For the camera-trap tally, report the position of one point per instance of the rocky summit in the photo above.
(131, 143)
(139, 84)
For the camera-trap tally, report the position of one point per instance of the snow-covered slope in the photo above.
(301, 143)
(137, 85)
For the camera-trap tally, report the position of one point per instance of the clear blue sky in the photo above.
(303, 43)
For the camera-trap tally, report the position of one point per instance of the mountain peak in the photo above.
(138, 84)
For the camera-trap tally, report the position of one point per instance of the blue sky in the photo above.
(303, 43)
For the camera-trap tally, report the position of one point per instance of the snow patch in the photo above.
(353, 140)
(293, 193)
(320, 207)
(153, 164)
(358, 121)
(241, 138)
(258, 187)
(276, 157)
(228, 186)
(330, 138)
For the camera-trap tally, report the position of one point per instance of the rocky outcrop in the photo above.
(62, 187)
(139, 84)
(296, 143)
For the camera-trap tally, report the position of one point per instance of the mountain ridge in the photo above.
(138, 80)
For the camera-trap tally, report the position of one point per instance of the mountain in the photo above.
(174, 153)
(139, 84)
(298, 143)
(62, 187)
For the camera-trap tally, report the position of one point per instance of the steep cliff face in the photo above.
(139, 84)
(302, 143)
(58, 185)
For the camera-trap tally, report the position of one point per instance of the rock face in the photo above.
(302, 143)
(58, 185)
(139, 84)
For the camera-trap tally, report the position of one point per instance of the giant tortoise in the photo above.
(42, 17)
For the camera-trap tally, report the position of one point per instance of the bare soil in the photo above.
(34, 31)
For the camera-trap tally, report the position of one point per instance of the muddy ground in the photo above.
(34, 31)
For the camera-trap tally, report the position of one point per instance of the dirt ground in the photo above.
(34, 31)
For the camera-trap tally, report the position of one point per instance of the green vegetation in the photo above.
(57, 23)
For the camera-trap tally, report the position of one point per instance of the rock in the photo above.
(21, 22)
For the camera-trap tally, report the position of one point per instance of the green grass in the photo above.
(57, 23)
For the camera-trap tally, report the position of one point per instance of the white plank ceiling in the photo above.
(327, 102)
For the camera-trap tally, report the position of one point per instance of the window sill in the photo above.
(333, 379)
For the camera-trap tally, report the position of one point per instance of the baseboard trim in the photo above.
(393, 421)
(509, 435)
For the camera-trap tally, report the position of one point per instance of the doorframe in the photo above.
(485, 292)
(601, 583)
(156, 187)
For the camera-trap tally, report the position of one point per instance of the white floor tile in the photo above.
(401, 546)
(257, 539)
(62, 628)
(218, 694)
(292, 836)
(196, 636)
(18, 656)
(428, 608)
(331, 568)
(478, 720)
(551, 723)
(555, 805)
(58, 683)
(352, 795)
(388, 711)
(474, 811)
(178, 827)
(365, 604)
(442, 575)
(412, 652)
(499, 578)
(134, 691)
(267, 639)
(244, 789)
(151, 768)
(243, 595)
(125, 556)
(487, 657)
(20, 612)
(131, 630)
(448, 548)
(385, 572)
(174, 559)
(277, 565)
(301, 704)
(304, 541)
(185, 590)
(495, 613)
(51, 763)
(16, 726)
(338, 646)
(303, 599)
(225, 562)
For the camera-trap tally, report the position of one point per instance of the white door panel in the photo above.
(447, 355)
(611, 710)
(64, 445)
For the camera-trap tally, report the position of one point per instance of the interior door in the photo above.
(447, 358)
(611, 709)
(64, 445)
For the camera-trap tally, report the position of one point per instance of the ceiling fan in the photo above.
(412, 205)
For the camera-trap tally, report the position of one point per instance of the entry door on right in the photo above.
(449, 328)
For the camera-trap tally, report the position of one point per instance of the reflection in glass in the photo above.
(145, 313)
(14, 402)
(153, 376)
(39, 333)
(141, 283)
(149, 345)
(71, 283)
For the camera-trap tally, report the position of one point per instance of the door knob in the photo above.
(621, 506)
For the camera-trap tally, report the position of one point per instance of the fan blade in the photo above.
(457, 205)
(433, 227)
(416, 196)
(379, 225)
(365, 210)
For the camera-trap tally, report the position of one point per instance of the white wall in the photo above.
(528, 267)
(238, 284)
——
Transcribe the entries above so that nothing in them differs from the original.

For the camera-trap tally, report the position of one point per instance of the rocky summit in the photo above.
(131, 143)
(139, 84)
For the camera-trap tally, report the position of one point per instance of the snow-covered slope in the photo above.
(301, 143)
(137, 85)
For the camera-trap tally, report the position of one point per instance of the clear blue sky in the photo above.
(303, 43)
For the camera-trap tally, report the position of one point per instance of the mountain peak in the photo above.
(138, 84)
For the camera-trap tally, report the position of one point per instance of the blue sky in the photo above.
(303, 43)
For the camera-trap tally, report the position of one point per instance of the snow patch in the photo above.
(353, 140)
(293, 193)
(320, 207)
(153, 164)
(358, 121)
(241, 138)
(258, 187)
(276, 157)
(228, 186)
(330, 138)
For the camera-trap tally, report the position of one point per instance of the rocky outcrop in the photo above.
(62, 187)
(139, 84)
(296, 143)
For the camera-trap tally, report the position of one point per instance of the mountain ridge in the photo above.
(138, 80)
For the camera-trap tally, report the position of one point per instance of the mountain in the photo above.
(174, 153)
(139, 84)
(298, 143)
(62, 187)
For the camera-trap tally, report the position of one point per instance of the steep cliff face in the photo above.
(139, 84)
(302, 143)
(58, 185)
For the camera-trap tally, report the position of one point per instance of the rock face in the photo above.
(302, 143)
(58, 185)
(139, 84)
For the camera-trap tally, report the position of one point per instance of the giant tortoise in the photo above.
(42, 17)
For the camera-trap tally, report the position of one point per instance of the bare soil in the photo above.
(34, 31)
For the camera-trap tally, report the position of one point per instance of the muddy ground in the photo above.
(34, 31)
For the camera-trap tally, report the position of one point per instance of the dirt ground in the photo above.
(34, 31)
For the camera-trap tally, report the position of one point per instance of the green vegetation in the photo above.
(57, 23)
For the camera-trap tally, report the position of one point per instance of the rock in the photo above.
(21, 22)
For the camera-trap tally, report the position of one point per instance of the green grass in the photo above.
(57, 23)
For the camera-trap tally, report the position of one point per instance of the white plank ceiling in the photo above.
(327, 102)
For the camera-trap tally, report the position of one point per instance of the window sill in the photo above.
(333, 379)
For the camera-trap tally, report the position of one point per instance of the baseboard trim in the photo above.
(393, 421)
(509, 435)
For the camera-trap tally, report the position of one point per instance of the doorframe in the photo above.
(485, 292)
(601, 583)
(156, 187)
For the camera-trap tally, report the position of one point per instance of the white floor tile in the photo above.
(401, 546)
(257, 539)
(62, 628)
(218, 694)
(292, 836)
(196, 636)
(18, 656)
(428, 608)
(331, 568)
(478, 720)
(551, 723)
(555, 805)
(58, 683)
(352, 795)
(388, 711)
(474, 811)
(178, 827)
(365, 604)
(442, 575)
(412, 652)
(499, 578)
(134, 691)
(267, 639)
(244, 789)
(151, 768)
(243, 595)
(125, 556)
(487, 657)
(20, 612)
(131, 630)
(448, 548)
(385, 572)
(174, 559)
(277, 565)
(301, 704)
(304, 541)
(185, 590)
(495, 613)
(51, 763)
(16, 726)
(338, 646)
(303, 599)
(225, 562)
For the camera-trap tally, report the position of one point per instance of the white door panel in the photo above.
(447, 355)
(611, 710)
(64, 445)
For the camera-trap tally, report the position of one point per instance of the interior door in the photo above.
(447, 358)
(611, 709)
(64, 445)
For the camera-trap tally, report the position of one point per instance of the ceiling fan in the photo above.
(412, 205)
For the camera-trap tally, report the position of one point per instance of the entry door on right in the photo above.
(449, 328)
For the camera-trap tally, report the position of one point per instance of the reflection in glass in the photo above.
(145, 313)
(14, 402)
(153, 376)
(39, 333)
(141, 283)
(149, 345)
(71, 283)
For the camera-trap tally, report the position of one point per instance of the door knob in the photo above.
(621, 506)
For the camera-trap tally, report the position of one point per instance of the fan blade in the photo above.
(457, 205)
(433, 227)
(416, 196)
(379, 225)
(365, 210)
For the camera-trap tally, report the position of one point per instance of the white wall in the photo above.
(528, 267)
(238, 284)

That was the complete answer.